BRIEF 1 :: In the text on wind turbine wake profiles, which model shows a more distinct near-wake profile than the other models at x = 2.5 D?
BRIEF 2 :: Continue the text on wind turbine wake profiles from where it stops.

SELECTED TEXT ::

[Start of Attachment]

Figure 2Time-averaged velocity profiles for the aligned-incoming-wind case with medium ambient turbulence (TIa = 8.8 %). Horizontal dashed lines indicate the rotor-swept area.
Figure 3Time-averaged velocity profiles for the aligned-incoming-wind case with high ambient turbulence (TIa = 12 %). Horizontal dashed lines indicate the rotor-swept area.
Figures 2 and 3 show time-averaged velocity profiles for the medium- (TIa = 8.8 %) and high-ambient-turbulence (TIa = 12 %) cases, respectively. The wake development behind each turbine is similar to the low-turbulence case, but higher turbulence levels and thus stronger meandering lead to faster wake recovery and a quicker transition toward Gaussian profiles. As in the low-turbulence case, DWMDTU shows a more distinct near-wake profile than the other models at x=2.5 D for all turbines and for both TIa = 8.8 % and TIa = 12 %. Under medium ambient turbulence, only traces of the characteristic near-wake profile are visible in the wakes of DWMNREL and LESUU (evident at x = 2.5 D downstream of all turbines for DWMNREL and only at xt=1 = 2.5 D downstream of Turbine 1 for LESUU). For the high-ambient-turbulence case, the wakes predicted by both DWMNREL and LESUU have developed to Gaussian profiles by x = 2.5 D behind all turbines. It should be noted, however, that for power and load predictions, the near wake at x = 2.5 D has minor importance.

[End of Attachment]

RECORDED INFORMATION ::
[Start of Attachment]

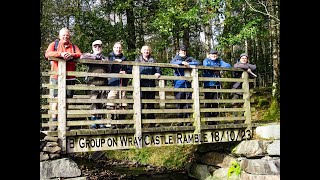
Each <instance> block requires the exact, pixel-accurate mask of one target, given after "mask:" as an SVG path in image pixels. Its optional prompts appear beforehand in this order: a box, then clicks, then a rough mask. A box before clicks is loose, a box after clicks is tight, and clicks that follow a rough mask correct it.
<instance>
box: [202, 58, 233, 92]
mask: <svg viewBox="0 0 320 180" xmlns="http://www.w3.org/2000/svg"><path fill="white" fill-rule="evenodd" d="M202 64H203V66H211V67H223V68H231V65H230V64H229V63H226V62H224V61H223V60H222V59H220V58H218V59H216V60H212V59H210V58H205V59H204V60H203V63H202ZM203 77H214V78H220V77H221V74H220V71H214V70H208V69H205V70H204V71H203ZM218 85H221V84H220V82H219V81H205V82H204V87H212V86H218Z"/></svg>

[End of Attachment]

ANSWER SPACE 1 :: DWMDTU

ANSWER SPACE 2 ::
More relevant are the profiles at x = 5 D downstream and just upstream of the next turbine in the row. Here, DWMIFE, and to a lesser degree DWMNREL, tends to underpredict the centreline deficit, while DWMDTU slightly overpredicts the deficit compared to LESUU. As in the TIa = 4.6 % case, DWMIFE is the only DWM model that captures the increase in deficit outside the rotor span in the horizontal profiles along the turbine row, although not to the same extent as LESUU. For the vertical profiles, however, DWMIFE does not show such an increase along the row. Again, DWMDTU and DWMNREL show only minor development in the flow along the turbine row when comparing the wakes of Turbine 1 and Turbine 2 and especially when comparing the wakes of Turbines 2–4.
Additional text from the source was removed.